-- start --
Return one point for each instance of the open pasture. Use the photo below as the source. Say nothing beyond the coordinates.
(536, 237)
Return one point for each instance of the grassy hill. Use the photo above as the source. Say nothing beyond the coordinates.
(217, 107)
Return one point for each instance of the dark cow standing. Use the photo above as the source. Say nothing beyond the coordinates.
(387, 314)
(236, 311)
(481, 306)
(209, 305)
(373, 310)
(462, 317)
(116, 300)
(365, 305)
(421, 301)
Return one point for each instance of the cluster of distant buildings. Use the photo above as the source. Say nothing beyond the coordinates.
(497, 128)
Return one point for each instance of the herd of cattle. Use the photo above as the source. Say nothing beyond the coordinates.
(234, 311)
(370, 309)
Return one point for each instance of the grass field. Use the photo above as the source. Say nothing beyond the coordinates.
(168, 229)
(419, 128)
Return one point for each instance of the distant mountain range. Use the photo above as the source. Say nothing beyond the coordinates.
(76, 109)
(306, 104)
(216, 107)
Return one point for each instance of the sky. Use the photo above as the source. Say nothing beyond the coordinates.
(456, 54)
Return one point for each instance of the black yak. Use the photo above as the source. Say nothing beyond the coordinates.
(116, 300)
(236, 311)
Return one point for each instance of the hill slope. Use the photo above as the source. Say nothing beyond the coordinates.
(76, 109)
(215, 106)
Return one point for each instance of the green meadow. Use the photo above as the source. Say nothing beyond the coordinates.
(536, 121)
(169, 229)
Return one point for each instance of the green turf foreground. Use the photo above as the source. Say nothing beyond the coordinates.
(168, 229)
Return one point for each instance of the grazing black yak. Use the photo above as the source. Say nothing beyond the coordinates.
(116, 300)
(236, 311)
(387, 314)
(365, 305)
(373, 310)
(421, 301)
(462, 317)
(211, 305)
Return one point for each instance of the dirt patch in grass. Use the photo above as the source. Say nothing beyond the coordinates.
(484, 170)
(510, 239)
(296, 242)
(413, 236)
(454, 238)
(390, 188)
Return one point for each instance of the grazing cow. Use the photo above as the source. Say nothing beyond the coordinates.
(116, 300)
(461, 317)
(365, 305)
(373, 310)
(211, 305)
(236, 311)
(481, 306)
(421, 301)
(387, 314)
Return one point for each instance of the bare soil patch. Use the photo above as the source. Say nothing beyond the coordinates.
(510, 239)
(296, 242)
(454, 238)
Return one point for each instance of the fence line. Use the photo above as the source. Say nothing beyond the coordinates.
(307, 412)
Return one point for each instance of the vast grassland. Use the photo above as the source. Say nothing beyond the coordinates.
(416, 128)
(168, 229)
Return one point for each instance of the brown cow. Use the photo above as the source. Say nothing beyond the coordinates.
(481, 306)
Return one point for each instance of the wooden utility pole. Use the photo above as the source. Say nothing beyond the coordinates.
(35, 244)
-- end --
■ Challenge ■
Rewrite the stretch from the line that contains "Return one point for each instance of the brown" through the end of the records, swapping "utility pole" for "telephone pole" and leaving everything else unchanged.

■ Solved problem ■
Return one point for each instance of the brown cow. Use the photo above as the source. Say nothing beyond the coordinates.
(481, 306)
Return one point for each instance of the wooden telephone pole. Use the photo above as the source. Say nothing beyond the coordinates.
(35, 244)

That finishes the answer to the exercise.